## BEGIN TEXT SEGMENT
Cynthia Hogue is the author of ten poetry collections, including instead, it is dark (2023); Contain (2022); In June the Labyrinth (2017); and Revenance (2014). Revenance was listed as one of the 2014 “Standout” books by the Academy of American Poets. Her translations (both with Sylvain Gallais) include Nicole Brossard’s Lointaines and Fortino Sámano (The overflowing of the poem), from the French of Virginie Lalucq and Jean-Luc Nancy, which won the Landon Translation Award in 2013. Her honors include two NEA Fellowships, a MacDowell Colony residency, a Witter Bynner Translation Fellowship, and the H.D. Fellowship at Yale University. Before assuming the Maxine and Jonathan Marshall Chair in Poetry in 2003 at Arizona State University (ASU) where is an emerita professor, she directed the Stadler Center for Poetry at Bucknell University.
Jodie Hollander

Jodie Hollander was raised in a family of classical musicians. She studied poetry in England, and her poems have appeared in The Poetry Review, The Yale Review, The Harvard Review, PN Review, The Dark Horse, The New Criterion, The Rialto, and Verse Daily. She is the recipient of a Fulbright Fellowship in South Africa, a National Endowment for the Humanities Grant in Italy, a Hawthornden Fellowship in Scotland, and attended MacDowell in 2015. Her debut full-length collection, My Dark Horses, was published with Liverpool University Press (Pavilion Poetry) in 2017. Her second collection, Nocturne, was published with Liverpool & Oxford University Press in the spring of 2023 and was longlisted for the Laurel Prize in nature writing.
Jenny Irish

Jenny Irish's fiction, poetry, and hybrid writing appear widely in journals including Blackbird, Conduit, Hobart, The Colorado Review, and Ploughshares. She facilitates a free community workshop every summer. She is the author of the collections Common Ancestor, I Am Faithful, Tooth Box, and Lupine. Her latest work Hatch is a hybrid feminist collection of speculative prose poems that trace the consciousness of a mechanical womb. She is an assistant professor in the MFA program at ASU. Jenny Molberg writes “Jenny Irish has an unflinching eye…wielding a mirror against cruel and patriarchal abuses of power.”
Tara Iso
Tara Ison is the author of three novels: The List, A Child out of Alcatraz (a finalist for the Los Angeles Times Book Prize) and Rockaway, featured as one of the "Best Books of Summer" in O, The Oprah Magazine. Her most recent novel, At the Hour Between Dog and Wolf, a novel of life in WWII collaborationist France (Ig Publishing) has been selected a New York Times Editor’s Choice. Robert Olen Butler calls At the Hour Between Dog & Wolf “a thrilling novel, not just as a splendid read but as a deeply resonant work of art.”
## END TEXT SEGMENT
## BEGIN LISTED ENTRIES
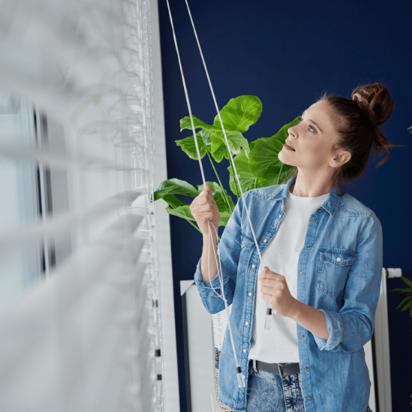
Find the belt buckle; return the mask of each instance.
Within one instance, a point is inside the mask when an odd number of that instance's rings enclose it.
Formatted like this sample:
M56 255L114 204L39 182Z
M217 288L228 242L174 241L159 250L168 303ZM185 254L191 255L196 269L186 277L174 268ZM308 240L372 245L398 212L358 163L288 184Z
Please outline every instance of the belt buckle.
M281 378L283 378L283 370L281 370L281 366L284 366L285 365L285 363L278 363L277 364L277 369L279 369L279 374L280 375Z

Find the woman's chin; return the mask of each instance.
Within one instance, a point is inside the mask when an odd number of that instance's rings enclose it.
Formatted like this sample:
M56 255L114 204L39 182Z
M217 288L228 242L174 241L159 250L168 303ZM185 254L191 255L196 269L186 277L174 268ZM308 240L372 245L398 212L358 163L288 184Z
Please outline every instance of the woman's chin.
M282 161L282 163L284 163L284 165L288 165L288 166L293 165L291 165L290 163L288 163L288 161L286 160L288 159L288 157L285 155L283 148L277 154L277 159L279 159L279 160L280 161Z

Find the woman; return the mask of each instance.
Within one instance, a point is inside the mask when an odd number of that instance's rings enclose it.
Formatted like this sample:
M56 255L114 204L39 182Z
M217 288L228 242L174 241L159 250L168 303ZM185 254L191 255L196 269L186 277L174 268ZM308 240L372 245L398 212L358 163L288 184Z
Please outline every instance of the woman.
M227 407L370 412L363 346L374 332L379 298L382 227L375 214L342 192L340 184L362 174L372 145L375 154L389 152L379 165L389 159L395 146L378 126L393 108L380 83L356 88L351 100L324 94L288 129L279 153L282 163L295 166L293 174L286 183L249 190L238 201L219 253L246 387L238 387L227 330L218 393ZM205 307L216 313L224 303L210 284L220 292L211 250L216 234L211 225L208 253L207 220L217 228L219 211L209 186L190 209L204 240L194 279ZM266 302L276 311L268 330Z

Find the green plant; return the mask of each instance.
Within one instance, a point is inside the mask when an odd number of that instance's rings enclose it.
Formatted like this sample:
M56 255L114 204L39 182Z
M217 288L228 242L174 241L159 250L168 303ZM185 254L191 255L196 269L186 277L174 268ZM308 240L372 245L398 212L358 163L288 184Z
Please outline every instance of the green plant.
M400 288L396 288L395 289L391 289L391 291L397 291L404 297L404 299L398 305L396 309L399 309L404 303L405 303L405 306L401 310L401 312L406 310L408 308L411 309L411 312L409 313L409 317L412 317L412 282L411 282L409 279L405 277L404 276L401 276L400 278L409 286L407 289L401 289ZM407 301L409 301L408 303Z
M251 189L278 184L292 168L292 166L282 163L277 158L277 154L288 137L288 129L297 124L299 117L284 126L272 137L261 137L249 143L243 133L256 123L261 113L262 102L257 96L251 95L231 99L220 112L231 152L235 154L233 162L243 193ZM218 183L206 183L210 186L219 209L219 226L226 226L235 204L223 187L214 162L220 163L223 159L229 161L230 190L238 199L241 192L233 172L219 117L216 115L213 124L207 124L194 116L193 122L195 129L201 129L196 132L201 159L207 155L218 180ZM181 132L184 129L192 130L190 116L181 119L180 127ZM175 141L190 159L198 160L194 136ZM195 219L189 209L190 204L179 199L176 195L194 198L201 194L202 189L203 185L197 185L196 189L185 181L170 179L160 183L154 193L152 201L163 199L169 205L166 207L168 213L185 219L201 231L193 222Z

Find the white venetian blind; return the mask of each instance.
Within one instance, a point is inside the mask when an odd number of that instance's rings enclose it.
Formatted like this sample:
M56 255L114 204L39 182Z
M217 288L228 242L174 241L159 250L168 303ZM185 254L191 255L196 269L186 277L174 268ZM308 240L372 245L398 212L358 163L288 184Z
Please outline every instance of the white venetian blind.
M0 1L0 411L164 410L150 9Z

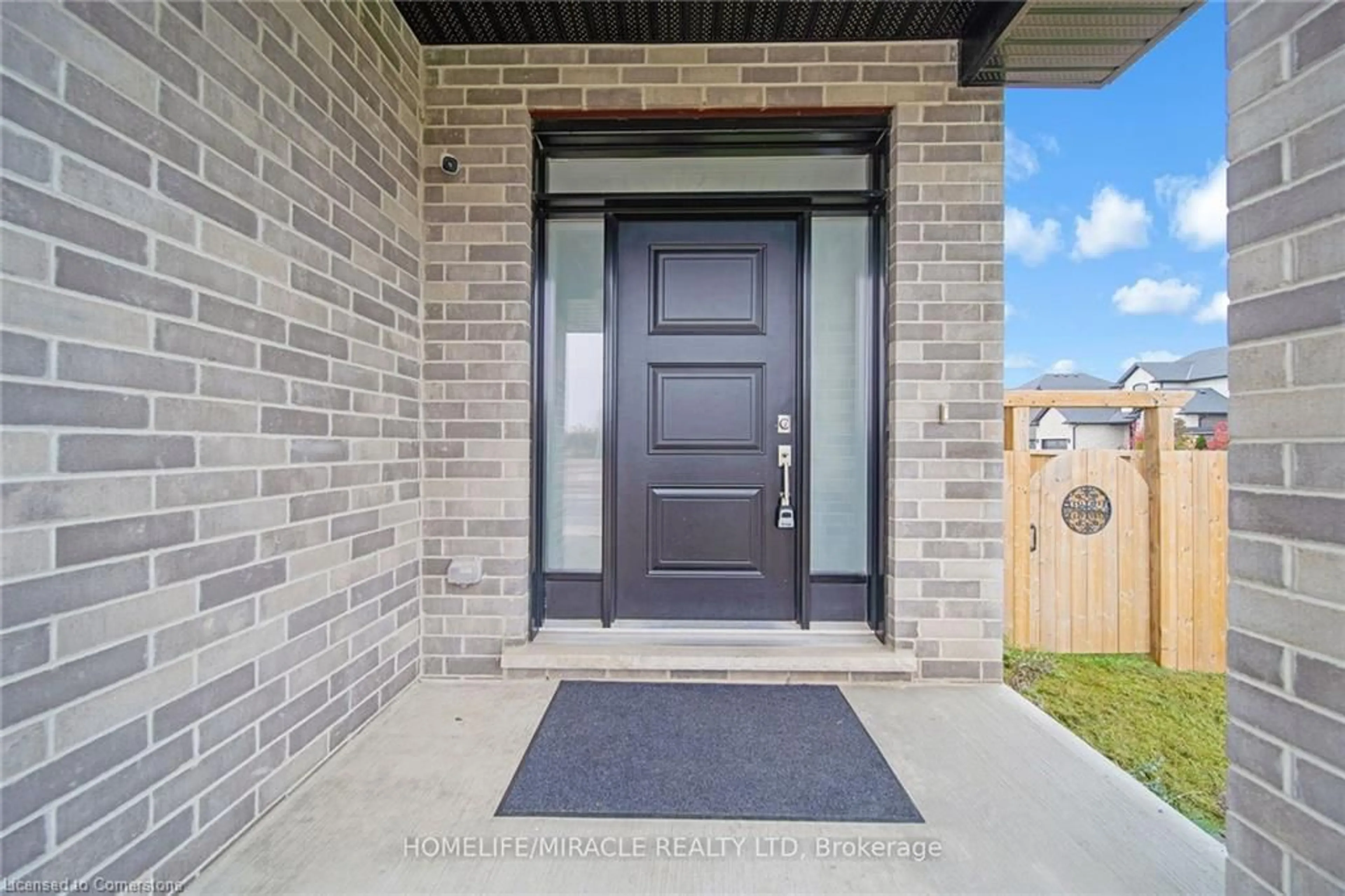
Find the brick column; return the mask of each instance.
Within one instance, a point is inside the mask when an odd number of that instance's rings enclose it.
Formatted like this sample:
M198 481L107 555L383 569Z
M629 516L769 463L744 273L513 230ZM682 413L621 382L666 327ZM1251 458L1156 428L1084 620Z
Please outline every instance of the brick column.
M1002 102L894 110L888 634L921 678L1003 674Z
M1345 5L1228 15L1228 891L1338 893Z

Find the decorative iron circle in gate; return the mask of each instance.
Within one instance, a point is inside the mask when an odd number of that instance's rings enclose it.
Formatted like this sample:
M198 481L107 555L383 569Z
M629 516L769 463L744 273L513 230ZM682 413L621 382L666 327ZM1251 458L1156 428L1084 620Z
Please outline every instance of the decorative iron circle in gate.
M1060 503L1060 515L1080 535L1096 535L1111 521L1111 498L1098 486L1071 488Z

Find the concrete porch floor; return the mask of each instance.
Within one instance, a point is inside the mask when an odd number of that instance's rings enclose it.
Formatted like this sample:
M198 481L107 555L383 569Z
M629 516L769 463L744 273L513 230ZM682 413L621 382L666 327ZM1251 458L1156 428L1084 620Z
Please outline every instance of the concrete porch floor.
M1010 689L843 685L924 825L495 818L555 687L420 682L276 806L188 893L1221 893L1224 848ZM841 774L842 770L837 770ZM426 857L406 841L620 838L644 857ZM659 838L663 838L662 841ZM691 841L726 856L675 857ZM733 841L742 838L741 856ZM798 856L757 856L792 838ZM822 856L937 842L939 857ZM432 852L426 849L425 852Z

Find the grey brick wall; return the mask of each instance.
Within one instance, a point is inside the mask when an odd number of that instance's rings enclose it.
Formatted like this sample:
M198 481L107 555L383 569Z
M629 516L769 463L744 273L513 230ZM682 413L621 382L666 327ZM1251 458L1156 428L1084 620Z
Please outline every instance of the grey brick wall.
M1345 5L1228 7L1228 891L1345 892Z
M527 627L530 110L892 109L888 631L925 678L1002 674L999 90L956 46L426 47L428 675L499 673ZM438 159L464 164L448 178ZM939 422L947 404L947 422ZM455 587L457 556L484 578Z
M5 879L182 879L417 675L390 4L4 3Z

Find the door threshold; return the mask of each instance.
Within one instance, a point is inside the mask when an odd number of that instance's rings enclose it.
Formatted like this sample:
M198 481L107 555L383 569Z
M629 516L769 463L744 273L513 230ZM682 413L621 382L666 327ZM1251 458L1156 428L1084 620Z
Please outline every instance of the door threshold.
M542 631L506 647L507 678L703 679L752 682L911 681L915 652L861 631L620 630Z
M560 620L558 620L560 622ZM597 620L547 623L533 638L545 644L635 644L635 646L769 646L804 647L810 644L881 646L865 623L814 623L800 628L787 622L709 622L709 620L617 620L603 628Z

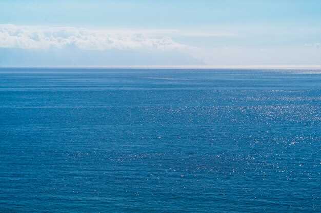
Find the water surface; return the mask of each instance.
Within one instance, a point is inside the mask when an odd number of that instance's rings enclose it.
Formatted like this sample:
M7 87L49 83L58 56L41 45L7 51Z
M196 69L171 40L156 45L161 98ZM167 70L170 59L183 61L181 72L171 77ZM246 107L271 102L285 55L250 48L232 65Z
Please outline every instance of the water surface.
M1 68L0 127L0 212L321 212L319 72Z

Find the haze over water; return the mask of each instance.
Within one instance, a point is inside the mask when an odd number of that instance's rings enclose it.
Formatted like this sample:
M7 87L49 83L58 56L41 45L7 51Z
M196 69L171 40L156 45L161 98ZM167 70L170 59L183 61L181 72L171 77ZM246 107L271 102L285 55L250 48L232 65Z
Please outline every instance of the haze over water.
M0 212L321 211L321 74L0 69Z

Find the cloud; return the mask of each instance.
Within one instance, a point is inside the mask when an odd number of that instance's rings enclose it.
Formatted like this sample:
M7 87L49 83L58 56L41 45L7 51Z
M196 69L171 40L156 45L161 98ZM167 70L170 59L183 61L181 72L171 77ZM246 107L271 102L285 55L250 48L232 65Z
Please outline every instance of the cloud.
## END LISTED ENTRIES
> [REQUIRED TASK]:
In the author biographies, for which prize was Jodie Hollander's collection Nocturne longlisted?

> [SOLUTION]:
The Laurel Prize in nature writing.